EXTRACT TO READ:
__________________________________________________
State v. Sneed
210 N.C. App. 622
N.C. Ct. App.2011Background
- Defendant Sneed was convicted of robbery with a dangerous weapon, possession of stolen property (a handgun), and misdemeanor fleeing to elude arrest with a motor vehicle.
- The State presented evidence that the victim was carjacked at gunpoint at an Exxon station in Raleigh on 16 July 2008, with subsequent pursuit and gunfire damaging the victim's windshield.
- Police recovered the gun and other items; the NCIC database later indicated the gun with the same serial number had been reported stolen in South Miami, Florida.
- Defendant challenged admissibility of evidence tying the gun to being stolen, including NCIC data, a South Miami police report, and related telephone statements, on hearsay grounds.
- Defendant testified he bought the gun in Miami from an unknown seller, denied owning or possessing it on the date of the incident, and claimed he did not register the gun.
- The trial court admitted the challenged evidence; the jury found defendant guilty on the charged offenses.
__________________________________________________
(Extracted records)
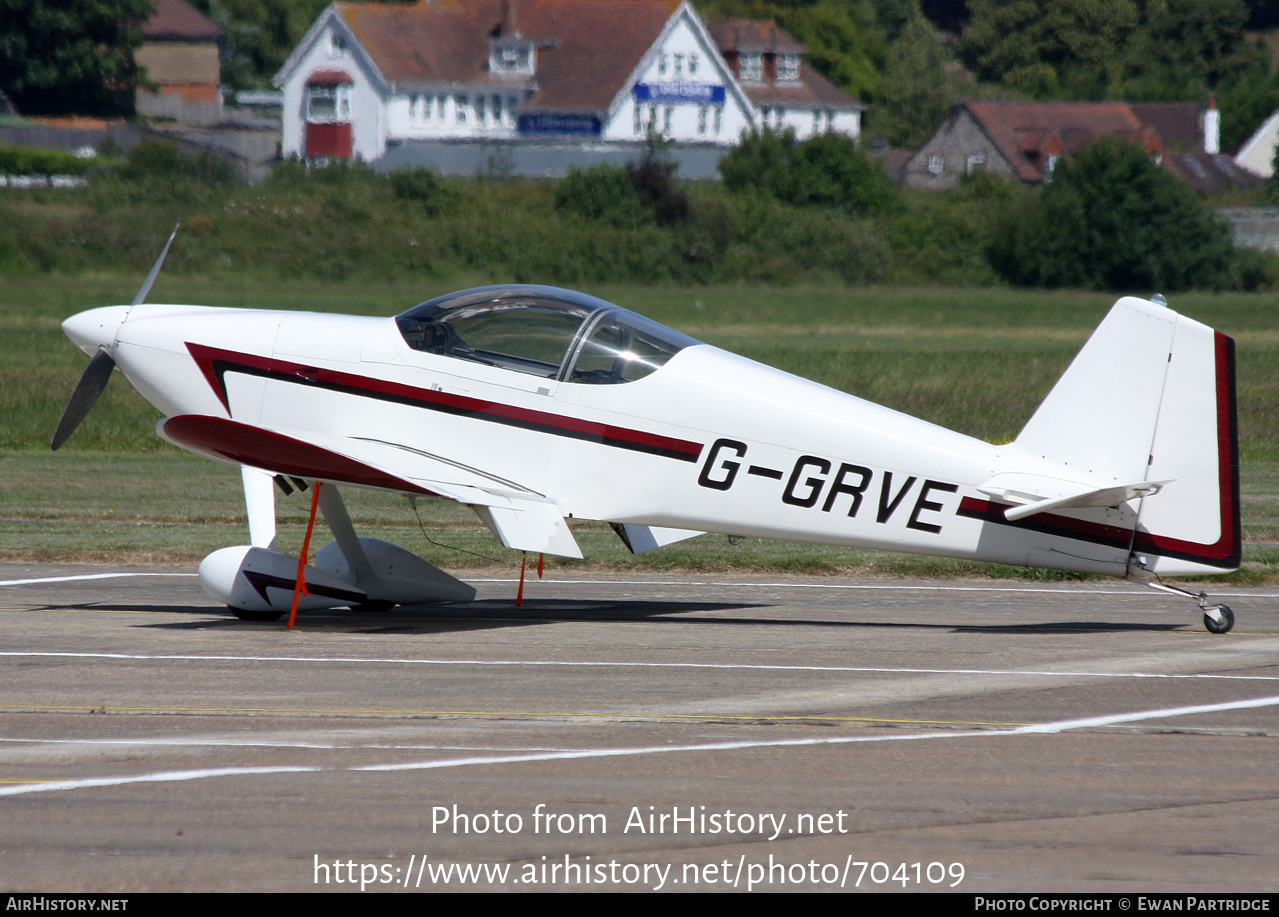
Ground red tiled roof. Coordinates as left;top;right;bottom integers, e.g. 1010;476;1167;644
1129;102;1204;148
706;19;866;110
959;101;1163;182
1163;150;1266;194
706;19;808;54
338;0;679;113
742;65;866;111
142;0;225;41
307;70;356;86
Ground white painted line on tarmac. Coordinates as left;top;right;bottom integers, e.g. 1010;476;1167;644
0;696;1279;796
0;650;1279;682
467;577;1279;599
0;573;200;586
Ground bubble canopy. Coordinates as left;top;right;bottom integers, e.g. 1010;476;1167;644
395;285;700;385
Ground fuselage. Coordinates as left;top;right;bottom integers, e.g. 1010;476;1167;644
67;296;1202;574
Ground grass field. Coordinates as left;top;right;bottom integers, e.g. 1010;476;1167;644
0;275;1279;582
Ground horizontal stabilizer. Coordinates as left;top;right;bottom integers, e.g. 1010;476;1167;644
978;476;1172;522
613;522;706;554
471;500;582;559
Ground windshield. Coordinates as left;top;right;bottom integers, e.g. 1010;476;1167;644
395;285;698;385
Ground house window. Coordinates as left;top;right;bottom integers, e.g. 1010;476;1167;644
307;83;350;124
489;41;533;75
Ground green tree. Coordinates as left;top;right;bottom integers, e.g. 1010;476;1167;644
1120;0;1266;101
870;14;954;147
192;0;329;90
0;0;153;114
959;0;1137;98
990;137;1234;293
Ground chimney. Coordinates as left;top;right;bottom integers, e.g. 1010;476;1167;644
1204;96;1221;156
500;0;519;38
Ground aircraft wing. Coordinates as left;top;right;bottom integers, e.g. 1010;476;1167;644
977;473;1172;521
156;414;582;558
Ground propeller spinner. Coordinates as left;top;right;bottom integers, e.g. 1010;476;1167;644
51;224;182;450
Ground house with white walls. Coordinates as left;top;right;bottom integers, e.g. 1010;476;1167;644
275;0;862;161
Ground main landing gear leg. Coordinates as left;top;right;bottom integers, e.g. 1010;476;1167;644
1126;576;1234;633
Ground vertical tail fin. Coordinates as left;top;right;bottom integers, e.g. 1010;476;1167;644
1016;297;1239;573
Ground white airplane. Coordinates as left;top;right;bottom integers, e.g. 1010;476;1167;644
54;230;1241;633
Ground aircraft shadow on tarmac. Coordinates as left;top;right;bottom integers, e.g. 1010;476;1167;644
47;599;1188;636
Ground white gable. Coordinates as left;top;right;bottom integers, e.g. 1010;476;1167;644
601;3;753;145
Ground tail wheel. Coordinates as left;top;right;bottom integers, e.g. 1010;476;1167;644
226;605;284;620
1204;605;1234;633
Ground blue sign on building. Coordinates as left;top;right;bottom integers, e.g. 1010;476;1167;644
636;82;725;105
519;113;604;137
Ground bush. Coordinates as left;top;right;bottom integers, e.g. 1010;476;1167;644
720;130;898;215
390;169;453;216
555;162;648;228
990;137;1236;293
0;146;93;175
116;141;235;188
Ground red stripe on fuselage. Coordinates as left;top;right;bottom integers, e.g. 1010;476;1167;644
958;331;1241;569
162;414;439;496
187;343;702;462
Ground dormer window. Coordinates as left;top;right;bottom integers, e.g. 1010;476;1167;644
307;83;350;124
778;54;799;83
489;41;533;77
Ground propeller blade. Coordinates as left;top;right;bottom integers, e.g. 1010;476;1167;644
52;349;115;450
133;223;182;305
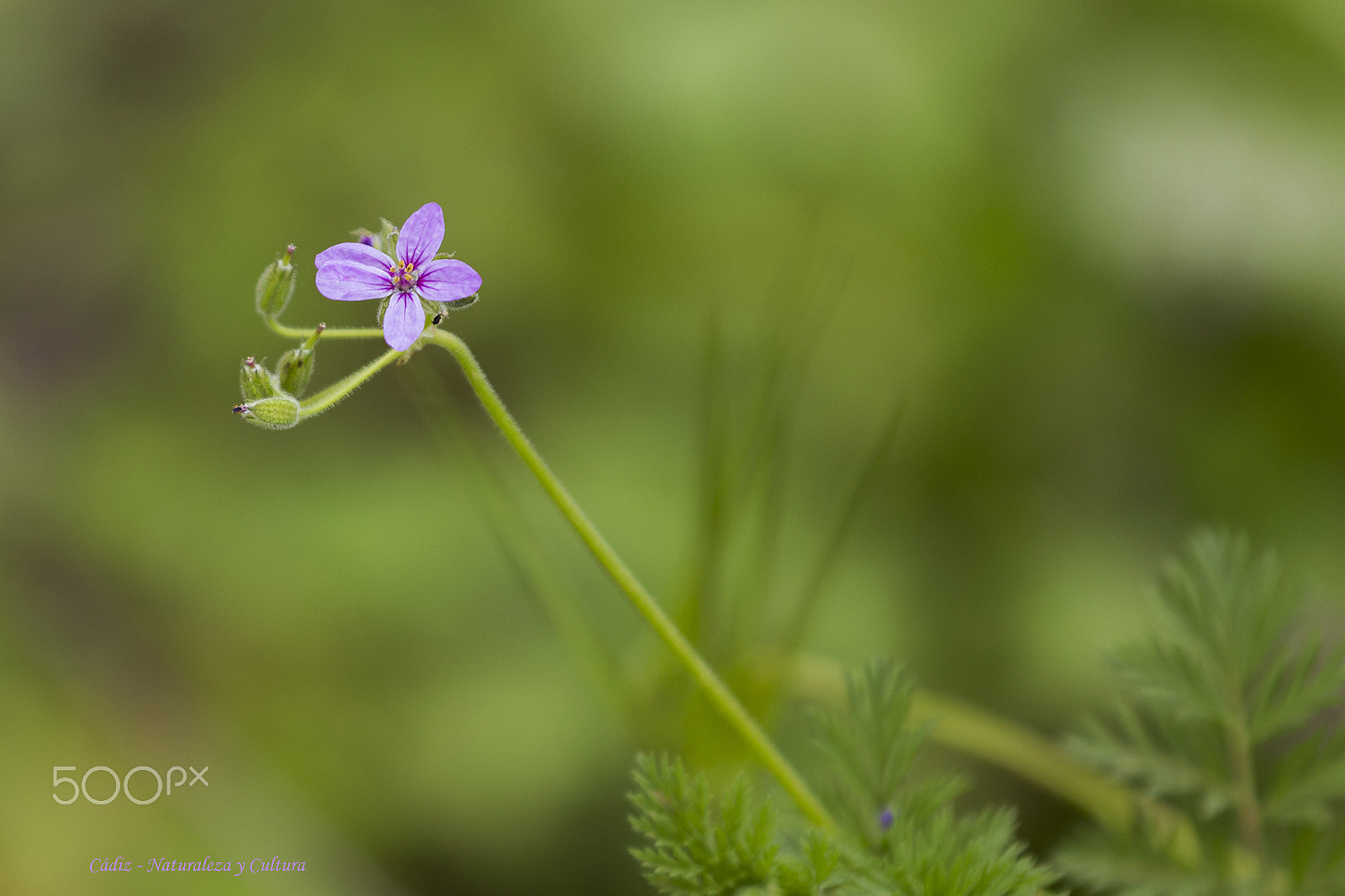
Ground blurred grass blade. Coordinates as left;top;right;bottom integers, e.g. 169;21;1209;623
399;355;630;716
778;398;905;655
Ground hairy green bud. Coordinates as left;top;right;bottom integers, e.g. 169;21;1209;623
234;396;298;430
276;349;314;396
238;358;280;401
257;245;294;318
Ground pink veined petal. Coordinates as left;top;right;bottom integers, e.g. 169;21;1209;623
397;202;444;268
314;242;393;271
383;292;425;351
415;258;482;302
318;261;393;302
__________________________________________________
REQUESTS:
[1] According to the case summary, where had the gun been reported stolen?
[2] Copy the lines of the records between the line holding "Ground vertical tail" and the line holding "601;3;753;145", inclusive.
The case summary and the records are separate material with no connection between them.

SOLUTIONS FOR EACH TASK:
[1] South Miami, Florida.

[2]
Ground vertical tail fin. Coordinates as left;top;right;bottom integers, e.g. 1010;476;1167;644
1016;297;1239;573
Ground white airplane. Coordinates as left;top;right;bottom integers, e.g. 1010;476;1167;644
54;230;1241;633
Ground aircraft shadow on tarmac. Coordinates as left;top;right;bottom integers, e.g. 1010;476;1167;644
47;599;1188;636
Ground white gable. Coordinates as left;top;right;bottom integers, e.g. 1010;476;1167;644
601;3;753;145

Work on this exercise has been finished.